● Text:
Last edited by a moderator:
Dale
Yes, but then the equations get more complicated and look something like this:
\begin{align*}\label{}
x(t) &= x'(t)\cdot(\ldots) + y'(t)\cdot(\ldots) + z'(t)\cdot(\ldots) ,\\
y(t) &= \ldots ,\\
z(t) &= \ldots
\end{align*}

sergiokapone said:
Yes, but then the equations get more complicated and look something like this:
\begin{align*}\label{}
x(t) &= x'(t)\cdot(\ldots) + y'(t)\cdot(\ldots) + z'(t)\cdot(\ldots) ,\\
y(t) &= \ldots ,\\
z(t) &= \ldots
\end{align*}
Sure, but isn't that what you wanted? Of course the equations of motion aren't going to look very nice if the coordinate system you are using isn't very nice

sergiokapone said:
Yes, but then the equations get more complicated and look something like this:
\begin{align*}\label{}
x &= x'(t)\cdot(\ldots) + y'(t)\cdot(\ldots) + z'(t)\cdot(\ldots),\\
y &= \ldots,\\
z &= \ldots
\end{align*}
Any coordinate system is well adapted for describing some kinds of motion (in particular, those lying in its surfaces of constant coordinate), and any other motion is not so efficiently described. You are switching from a system that allows you todescribe your particular motion very efficiently into one that is much messier.

Before starting this dreary journey, I wonder if it will be possible to express them like this:
\begin{align*}\label{}
x &= \mathrm{const}(\underbrace{\psi, \theta, \phi}_\text{some angles between coord systems}) f(\omega_x t),\\
y &= \mathrm{const}(\underbrace{\psi, \theta, \phi}_\text{some angles between coord systems}) f(\omega_y t) ,\\
z &= \mathrm{const}(\underbrace{\psi, \theta, \phi}_\text{some angles between coord systems}) f(\omega_z t)
\end{align*}

Might I ask, what's the desired end-result here? You're probably making life more difficult than it needs to be!

Ibix
The end-result here is write down the equations of motion in arbitrary coordinates through the coordinates of the angular velocity $\omega_x$, $\omega_y$ and $\omega_z$.

● Dataset:
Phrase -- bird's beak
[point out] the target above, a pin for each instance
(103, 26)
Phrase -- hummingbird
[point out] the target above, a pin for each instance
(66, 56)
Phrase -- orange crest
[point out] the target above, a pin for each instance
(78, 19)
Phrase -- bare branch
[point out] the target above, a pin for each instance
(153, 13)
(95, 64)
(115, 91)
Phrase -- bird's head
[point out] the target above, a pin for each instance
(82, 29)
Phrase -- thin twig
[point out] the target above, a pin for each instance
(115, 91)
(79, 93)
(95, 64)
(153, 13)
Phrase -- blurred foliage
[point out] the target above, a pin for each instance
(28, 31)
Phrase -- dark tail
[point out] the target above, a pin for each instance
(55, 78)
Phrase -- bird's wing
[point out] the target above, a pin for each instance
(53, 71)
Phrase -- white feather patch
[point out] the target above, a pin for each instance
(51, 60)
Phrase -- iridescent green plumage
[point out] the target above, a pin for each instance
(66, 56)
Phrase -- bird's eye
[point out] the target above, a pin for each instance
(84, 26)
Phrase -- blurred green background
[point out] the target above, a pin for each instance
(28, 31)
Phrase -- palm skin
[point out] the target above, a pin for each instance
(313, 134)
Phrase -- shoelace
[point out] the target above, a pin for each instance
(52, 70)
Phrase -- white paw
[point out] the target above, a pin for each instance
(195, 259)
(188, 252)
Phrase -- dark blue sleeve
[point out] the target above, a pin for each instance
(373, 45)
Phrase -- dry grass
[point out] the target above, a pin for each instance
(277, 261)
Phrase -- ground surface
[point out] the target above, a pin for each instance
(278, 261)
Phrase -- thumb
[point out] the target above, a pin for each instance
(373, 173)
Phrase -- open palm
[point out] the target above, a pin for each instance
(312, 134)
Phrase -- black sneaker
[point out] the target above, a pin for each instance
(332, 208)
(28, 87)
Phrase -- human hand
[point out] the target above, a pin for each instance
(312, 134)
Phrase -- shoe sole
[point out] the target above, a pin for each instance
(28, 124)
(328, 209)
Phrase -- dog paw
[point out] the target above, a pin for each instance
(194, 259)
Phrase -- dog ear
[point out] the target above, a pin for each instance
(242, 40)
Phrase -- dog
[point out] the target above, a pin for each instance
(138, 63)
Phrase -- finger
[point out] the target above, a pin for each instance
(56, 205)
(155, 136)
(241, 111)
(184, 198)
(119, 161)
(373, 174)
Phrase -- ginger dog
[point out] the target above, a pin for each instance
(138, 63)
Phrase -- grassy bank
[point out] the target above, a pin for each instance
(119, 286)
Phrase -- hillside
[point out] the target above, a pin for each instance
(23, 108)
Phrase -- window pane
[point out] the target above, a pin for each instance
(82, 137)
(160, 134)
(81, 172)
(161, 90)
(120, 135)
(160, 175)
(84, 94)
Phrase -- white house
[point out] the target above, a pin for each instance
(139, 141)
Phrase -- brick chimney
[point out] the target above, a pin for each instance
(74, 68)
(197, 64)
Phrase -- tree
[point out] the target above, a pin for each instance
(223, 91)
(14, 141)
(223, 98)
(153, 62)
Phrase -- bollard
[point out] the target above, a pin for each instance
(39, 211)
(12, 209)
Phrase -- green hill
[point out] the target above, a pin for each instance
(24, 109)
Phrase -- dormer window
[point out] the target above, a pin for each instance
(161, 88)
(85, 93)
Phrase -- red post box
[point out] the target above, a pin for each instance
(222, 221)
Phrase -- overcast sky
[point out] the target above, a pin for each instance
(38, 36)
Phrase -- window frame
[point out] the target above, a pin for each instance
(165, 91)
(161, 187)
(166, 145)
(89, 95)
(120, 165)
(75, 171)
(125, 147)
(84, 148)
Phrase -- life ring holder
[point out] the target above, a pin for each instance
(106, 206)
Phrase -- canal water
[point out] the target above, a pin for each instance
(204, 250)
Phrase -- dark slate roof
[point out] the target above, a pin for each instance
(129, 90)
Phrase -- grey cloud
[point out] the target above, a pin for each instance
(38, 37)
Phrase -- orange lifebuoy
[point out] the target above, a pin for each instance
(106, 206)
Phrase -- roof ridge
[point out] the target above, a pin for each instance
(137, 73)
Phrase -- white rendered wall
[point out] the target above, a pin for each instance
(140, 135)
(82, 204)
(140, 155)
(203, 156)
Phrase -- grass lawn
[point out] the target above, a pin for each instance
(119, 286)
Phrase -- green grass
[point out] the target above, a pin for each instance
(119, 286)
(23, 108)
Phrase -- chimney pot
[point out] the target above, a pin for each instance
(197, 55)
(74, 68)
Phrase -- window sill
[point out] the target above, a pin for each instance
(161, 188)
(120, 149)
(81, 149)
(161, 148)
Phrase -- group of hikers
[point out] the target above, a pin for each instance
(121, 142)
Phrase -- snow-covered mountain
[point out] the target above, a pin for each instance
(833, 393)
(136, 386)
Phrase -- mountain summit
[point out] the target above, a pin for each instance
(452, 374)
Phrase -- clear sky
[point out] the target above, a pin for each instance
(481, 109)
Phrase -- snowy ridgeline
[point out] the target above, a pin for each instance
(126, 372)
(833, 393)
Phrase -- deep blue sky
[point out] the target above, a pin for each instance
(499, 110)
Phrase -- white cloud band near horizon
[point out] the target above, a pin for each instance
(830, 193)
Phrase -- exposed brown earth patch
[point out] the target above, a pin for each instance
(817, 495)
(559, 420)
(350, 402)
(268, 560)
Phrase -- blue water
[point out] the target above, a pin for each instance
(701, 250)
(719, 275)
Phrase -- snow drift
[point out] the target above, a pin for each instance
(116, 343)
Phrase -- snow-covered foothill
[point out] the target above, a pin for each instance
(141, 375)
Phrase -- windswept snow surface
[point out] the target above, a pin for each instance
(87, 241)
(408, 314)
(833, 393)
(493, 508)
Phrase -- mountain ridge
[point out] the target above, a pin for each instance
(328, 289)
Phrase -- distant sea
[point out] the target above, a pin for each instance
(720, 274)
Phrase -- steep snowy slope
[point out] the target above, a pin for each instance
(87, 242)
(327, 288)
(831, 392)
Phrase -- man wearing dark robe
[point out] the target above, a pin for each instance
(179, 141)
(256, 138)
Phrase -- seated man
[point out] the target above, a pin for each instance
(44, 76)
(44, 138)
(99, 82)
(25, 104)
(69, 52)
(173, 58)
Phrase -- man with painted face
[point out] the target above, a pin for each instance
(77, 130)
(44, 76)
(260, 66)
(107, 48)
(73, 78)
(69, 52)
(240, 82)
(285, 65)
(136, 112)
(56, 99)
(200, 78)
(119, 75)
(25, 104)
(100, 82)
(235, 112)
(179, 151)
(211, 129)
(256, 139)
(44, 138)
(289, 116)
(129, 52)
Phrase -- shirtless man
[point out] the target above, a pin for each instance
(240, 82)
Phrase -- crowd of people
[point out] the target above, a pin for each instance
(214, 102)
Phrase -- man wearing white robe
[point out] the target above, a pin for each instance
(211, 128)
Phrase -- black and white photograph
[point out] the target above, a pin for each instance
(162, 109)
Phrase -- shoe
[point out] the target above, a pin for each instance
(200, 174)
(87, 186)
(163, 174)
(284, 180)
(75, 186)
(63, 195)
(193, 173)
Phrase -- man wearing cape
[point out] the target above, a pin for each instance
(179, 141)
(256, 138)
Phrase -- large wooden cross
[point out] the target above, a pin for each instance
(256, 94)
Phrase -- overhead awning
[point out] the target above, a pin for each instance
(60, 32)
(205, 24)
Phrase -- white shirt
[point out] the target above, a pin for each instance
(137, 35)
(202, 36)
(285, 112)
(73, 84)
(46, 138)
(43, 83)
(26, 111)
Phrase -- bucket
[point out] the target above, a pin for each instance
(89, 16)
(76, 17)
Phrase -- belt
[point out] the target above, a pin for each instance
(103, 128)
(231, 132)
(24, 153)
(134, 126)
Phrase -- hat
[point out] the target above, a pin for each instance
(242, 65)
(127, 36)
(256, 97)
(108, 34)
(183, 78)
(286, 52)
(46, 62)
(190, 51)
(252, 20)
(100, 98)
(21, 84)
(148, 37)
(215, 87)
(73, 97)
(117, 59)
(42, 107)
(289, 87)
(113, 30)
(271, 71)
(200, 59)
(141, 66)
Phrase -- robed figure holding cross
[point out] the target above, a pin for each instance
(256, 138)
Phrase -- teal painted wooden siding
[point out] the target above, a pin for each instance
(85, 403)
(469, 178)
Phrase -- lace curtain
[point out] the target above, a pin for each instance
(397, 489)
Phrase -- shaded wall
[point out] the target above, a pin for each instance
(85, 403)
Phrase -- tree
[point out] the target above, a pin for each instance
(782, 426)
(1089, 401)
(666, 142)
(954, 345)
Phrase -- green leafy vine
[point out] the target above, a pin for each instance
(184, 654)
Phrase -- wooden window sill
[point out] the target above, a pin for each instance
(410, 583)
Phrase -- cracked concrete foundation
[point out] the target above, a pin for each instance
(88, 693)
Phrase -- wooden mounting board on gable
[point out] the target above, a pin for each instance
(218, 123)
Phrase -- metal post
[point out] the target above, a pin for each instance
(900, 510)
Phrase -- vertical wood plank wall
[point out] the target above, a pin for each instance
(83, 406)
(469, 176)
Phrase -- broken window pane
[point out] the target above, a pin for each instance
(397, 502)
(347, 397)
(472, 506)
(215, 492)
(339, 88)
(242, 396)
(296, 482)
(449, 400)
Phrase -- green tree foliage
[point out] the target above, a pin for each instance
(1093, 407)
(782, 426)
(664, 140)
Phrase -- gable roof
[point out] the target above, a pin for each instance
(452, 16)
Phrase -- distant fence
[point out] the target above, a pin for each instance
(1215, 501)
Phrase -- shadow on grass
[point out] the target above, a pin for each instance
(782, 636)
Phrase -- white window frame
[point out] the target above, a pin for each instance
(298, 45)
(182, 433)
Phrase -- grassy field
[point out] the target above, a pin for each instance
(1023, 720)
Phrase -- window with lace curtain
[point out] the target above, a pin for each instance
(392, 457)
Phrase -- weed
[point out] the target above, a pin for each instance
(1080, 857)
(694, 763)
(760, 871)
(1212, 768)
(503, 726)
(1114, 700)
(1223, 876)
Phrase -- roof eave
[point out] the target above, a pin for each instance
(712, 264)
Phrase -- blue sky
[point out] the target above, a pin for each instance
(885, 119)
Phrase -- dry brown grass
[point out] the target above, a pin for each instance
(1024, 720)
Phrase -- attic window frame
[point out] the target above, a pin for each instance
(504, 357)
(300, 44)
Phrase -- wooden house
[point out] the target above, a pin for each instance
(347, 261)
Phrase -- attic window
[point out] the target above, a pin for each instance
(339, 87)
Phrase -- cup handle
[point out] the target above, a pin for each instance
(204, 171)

● Set task:
Pick up the forum thread on writing equations of motion in a different coordinate system and continue it from where it stops.

● Answer below:
After I see these equations, I want to solve this problem by methods of Lie group theory ($SO(3)$, generators, matrix exponent). As I did, it will be easier for me to understand the group-theoretical approach itself.

In that case just apply the rotation matrix I defined in the post #2. If you really want, you can write the matrix in terms of the Euler angles, but that seems a bit unnecessary.

Remember that when you rotate your coordinate system the components of the angular velocity will also change, since ##\boldsymbol{\omega} = \omega \boldsymbol{e}_{z'}## and you must describe ##\boldsymbol{e}_{z'}## in terms of the new basis vectors in order to determine the new components. You can do this with the same matrix that you used to transform the position vector components.

What I have now. I have a <<formal>> solution of $\frac{d\vec{r}}{dt} = \vec{\omega}\times\vec{r} \rightarrow \frac{d\vec{r}}{dt}=i(\vec{\omega}\cdot\hat {\vec{S}})\ \vec{r}$:

\vec{r}(t)=\vec{r}_0\exp(i\vec{\omega}t \cdot\hat{\vec{S}}),

where
\begin{multline}\label{}
\hat{\vec{S}} =
\begin{bmatrix}
0 & 0 & 0 \\
0 & 0 & -i \\
0 & i & 0 \\
\end{bmatrix}
\vec{e}_x
+
\begin{bmatrix}
0 & 0 & i \\
0 & 0 & 0 \\
-i & 0 & 0 \\
\end{bmatrix}
\vec{e}_y
+
\begin{bmatrix}
0 & -i & 0 \\
i & 0 & 0 \\
0 & 0 & 0 \\
\end{bmatrix}
\vec{e}_z =
\hat{S}_x \vec{e}_x +
\hat{S}_y \vec{e}_y +
\hat{S}_z \vec{e}_z
.
\end{multline}

As you can see, the formal solutuion contains $\omega_{x,y,z}$. And now I need to get x(t), y(t), z(x) using matrix exponent. But I do not see clear advantages of this method, rather than just getting solutions in a convenient coordinate system, and then transforming them to rotated arbitrarily with matrix of rotation $R$.

Everything is really simple in the coordinate system where the axis coincides with the magnetic filed vector, and then what are the advantages of the group approach, the use of all these concepts of generators and so on?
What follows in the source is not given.